> **Problem**
Present every line of the material below as a numbered list, leaving out any blank lines.

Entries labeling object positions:

--

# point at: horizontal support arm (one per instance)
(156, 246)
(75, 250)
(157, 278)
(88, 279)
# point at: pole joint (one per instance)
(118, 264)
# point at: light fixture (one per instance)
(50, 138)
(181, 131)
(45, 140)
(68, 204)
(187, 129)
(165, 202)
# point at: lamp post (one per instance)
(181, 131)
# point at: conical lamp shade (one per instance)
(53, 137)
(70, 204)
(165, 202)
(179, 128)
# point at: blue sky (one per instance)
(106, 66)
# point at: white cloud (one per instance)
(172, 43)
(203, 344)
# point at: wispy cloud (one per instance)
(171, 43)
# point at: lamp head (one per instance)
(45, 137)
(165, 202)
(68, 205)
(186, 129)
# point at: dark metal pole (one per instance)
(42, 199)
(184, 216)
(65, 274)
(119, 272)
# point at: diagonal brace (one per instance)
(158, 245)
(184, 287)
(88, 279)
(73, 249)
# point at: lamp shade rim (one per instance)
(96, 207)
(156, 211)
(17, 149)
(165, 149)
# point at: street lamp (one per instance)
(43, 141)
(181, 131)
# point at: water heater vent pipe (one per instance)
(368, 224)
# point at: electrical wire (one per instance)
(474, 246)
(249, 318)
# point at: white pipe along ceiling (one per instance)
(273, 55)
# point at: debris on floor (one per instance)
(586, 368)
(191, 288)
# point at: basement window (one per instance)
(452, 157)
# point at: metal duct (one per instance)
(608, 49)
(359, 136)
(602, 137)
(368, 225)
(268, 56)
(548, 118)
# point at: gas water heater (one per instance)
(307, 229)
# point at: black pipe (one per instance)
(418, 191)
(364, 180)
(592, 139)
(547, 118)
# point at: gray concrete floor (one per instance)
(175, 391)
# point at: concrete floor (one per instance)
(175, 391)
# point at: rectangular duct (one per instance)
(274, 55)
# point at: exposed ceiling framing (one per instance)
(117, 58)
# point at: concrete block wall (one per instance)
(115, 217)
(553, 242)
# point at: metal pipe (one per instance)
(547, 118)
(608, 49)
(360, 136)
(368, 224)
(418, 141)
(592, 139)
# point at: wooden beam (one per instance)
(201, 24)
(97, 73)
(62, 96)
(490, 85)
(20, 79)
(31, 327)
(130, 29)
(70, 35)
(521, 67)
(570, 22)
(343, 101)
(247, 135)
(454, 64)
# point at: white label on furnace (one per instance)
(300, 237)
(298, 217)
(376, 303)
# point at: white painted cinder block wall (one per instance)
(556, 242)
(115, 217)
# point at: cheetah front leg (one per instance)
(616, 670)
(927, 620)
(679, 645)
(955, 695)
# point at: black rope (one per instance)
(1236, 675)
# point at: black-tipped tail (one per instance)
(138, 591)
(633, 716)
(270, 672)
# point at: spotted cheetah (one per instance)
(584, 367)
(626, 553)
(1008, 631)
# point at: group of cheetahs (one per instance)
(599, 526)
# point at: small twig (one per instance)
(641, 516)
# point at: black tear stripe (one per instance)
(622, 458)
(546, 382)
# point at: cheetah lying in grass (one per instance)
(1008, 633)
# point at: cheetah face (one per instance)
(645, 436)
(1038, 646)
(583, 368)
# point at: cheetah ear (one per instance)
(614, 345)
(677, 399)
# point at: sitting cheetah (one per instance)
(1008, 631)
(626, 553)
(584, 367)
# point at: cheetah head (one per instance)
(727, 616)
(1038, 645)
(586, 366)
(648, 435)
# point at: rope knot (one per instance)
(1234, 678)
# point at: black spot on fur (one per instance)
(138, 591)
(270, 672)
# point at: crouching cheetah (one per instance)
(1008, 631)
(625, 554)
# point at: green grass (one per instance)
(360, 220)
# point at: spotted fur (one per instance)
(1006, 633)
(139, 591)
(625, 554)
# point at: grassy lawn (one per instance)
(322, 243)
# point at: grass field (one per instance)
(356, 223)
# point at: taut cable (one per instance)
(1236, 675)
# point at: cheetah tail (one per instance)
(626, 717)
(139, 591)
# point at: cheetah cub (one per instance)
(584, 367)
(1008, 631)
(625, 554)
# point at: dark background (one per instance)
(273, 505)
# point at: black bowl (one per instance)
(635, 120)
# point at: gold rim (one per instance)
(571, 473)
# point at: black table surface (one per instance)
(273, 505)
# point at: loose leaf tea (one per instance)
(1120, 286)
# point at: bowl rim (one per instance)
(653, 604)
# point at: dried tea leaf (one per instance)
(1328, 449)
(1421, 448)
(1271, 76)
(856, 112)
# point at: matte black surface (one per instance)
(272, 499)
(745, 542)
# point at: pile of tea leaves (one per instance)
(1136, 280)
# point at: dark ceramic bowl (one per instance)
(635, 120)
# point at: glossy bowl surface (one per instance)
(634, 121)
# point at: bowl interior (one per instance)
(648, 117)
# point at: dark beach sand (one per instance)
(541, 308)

--

> **Output below**
1. # point at: horizontal support arm (one per instance)
2. (156, 246)
3. (75, 250)
4. (157, 278)
5. (88, 279)
6. # point at: pole joint (one per instance)
7. (118, 264)
8. # point at: light fixture (one per instance)
9. (50, 138)
10. (181, 131)
11. (45, 140)
12. (68, 204)
13. (187, 129)
14. (165, 202)
15. # point at: lamp post (one per instance)
16. (181, 131)
17. # point at: conical lamp shade (one per instance)
18. (53, 137)
19. (70, 204)
20. (165, 202)
21. (179, 128)
22. # point at: blue sky (one per instance)
23. (106, 66)
24. # point at: white cloud (one per instance)
25. (172, 43)
26. (203, 344)
27. # point at: wispy cloud (one per instance)
28. (171, 43)
29. # point at: lamp head (one per instance)
30. (45, 137)
31. (165, 202)
32. (68, 205)
33. (186, 129)
34. # point at: dark metal pole (one per instance)
35. (42, 199)
36. (184, 216)
37. (65, 274)
38. (119, 272)
39. # point at: diagonal brace (one per instance)
40. (158, 245)
41. (184, 287)
42. (88, 279)
43. (73, 249)
44. # point at: lamp shade rim (one per instance)
45. (96, 207)
46. (156, 211)
47. (17, 149)
48. (165, 149)
49. # point at: street lamp (one per instance)
50. (43, 141)
51. (181, 131)
52. # point at: water heater vent pipe (one per instance)
53. (368, 224)
54. # point at: electrical wire (one per instance)
55. (474, 246)
56. (249, 318)
57. # point at: white pipe along ceiling (one per instance)
58. (273, 55)
59. # point at: debris on floor (one per instance)
60. (586, 368)
61. (191, 288)
62. # point at: basement window (one per instance)
63. (452, 157)
64. # point at: metal duct (one per instance)
65. (608, 49)
66. (359, 136)
67. (602, 137)
68. (368, 225)
69. (268, 56)
70. (548, 118)
71. # point at: gas water heater (one per instance)
72. (307, 229)
73. # point at: black pipe (one per instance)
74. (418, 191)
75. (364, 180)
76. (592, 139)
77. (547, 118)
78. # point at: gray concrete floor (one per instance)
79. (175, 391)
80. # point at: concrete floor (one per instance)
81. (175, 391)
82. # point at: rectangular duct (one per instance)
83. (274, 55)
84. # point at: exposed ceiling framing (one per instance)
85. (117, 58)
86. # point at: concrete block wall (one per instance)
87. (115, 217)
88. (553, 242)
89. # point at: metal pipe (one per instance)
90. (547, 118)
91. (608, 49)
92. (360, 136)
93. (368, 224)
94. (418, 141)
95. (592, 139)
96. # point at: wooden beam (one per instance)
97. (201, 24)
98. (97, 73)
99. (62, 96)
100. (490, 85)
101. (20, 79)
102. (31, 327)
103. (130, 29)
104. (70, 35)
105. (521, 67)
106. (570, 22)
107. (343, 101)
108. (247, 135)
109. (454, 64)
110. # point at: white label on furnace (one per instance)
111. (300, 237)
112. (298, 217)
113. (376, 303)
114. # point at: white painted cinder block wall (one per instance)
115. (556, 242)
116. (115, 217)
117. # point at: cheetah front leg (one per instance)
118. (616, 670)
119. (927, 620)
120. (679, 645)
121. (955, 695)
122. # point at: black rope (one per instance)
123. (1236, 675)
124. # point at: black-tipped tail (one per instance)
125. (138, 591)
126. (633, 716)
127. (270, 672)
128. # point at: spotted cheetah (one per instance)
129. (584, 367)
130. (626, 553)
131. (1008, 631)
132. # point at: group of cheetahs (one per instance)
133. (599, 526)
134. # point at: small twig (one per instance)
135. (641, 516)
136. # point at: black tear stripe (one per instance)
137. (622, 458)
138. (546, 382)
139. # point at: cheetah lying in grass (one per instance)
140. (1008, 633)
141. # point at: cheetah face (one per instance)
142. (645, 436)
143. (1038, 646)
144. (583, 368)
145. # point at: cheetah ear (one per instance)
146. (614, 345)
147. (677, 399)
148. # point at: sitting cheetah (one per instance)
149. (1008, 631)
150. (626, 553)
151. (584, 367)
152. # point at: cheetah head (one per instance)
153. (727, 616)
154. (1038, 645)
155. (586, 366)
156. (648, 435)
157. # point at: rope knot (one per instance)
158. (1234, 678)
159. # point at: black spot on fur (one per instance)
160. (138, 591)
161. (270, 672)
162. # point at: crouching cheetah (one per instance)
163. (1008, 631)
164. (625, 554)
165. # point at: green grass (one per instance)
166. (360, 220)
167. # point at: spotted fur (one per instance)
168. (1006, 633)
169. (139, 591)
170. (625, 554)
171. # point at: grassy lawn (one per instance)
172. (322, 243)
173. # point at: grass field (one per instance)
174. (356, 223)
175. # point at: taut cable (one per instance)
176. (1236, 675)
177. # point at: cheetah tail (one per instance)
178. (626, 717)
179. (139, 591)
180. # point at: cheetah cub (one per instance)
181. (584, 367)
182. (1008, 631)
183. (625, 554)
184. # point at: dark background (one per instance)
185. (273, 505)
186. # point at: black bowl (one per instance)
187. (635, 120)
188. # point at: gold rim (one per instance)
189. (571, 473)
190. # point at: black table surface (one per instance)
191. (273, 505)
192. # point at: loose leaf tea (one per instance)
193. (1120, 286)
194. # point at: bowl rim (one per instance)
195. (653, 604)
196. # point at: dried tea leaf (one per instance)
197. (1328, 449)
198. (1421, 448)
199. (1271, 76)
200. (856, 112)
201. # point at: matte black surface (one per instance)
202. (272, 499)
203. (745, 542)
204. # point at: pile of tea leaves (one per instance)
205. (1136, 280)
206. # point at: dark ceramic bowl (one per instance)
207. (635, 120)
208. # point at: glossy bowl surface (one per instance)
209. (634, 121)
210. # point at: bowl interior (one per instance)
211. (648, 117)
212. # point at: dark beach sand (one per instance)
213. (541, 308)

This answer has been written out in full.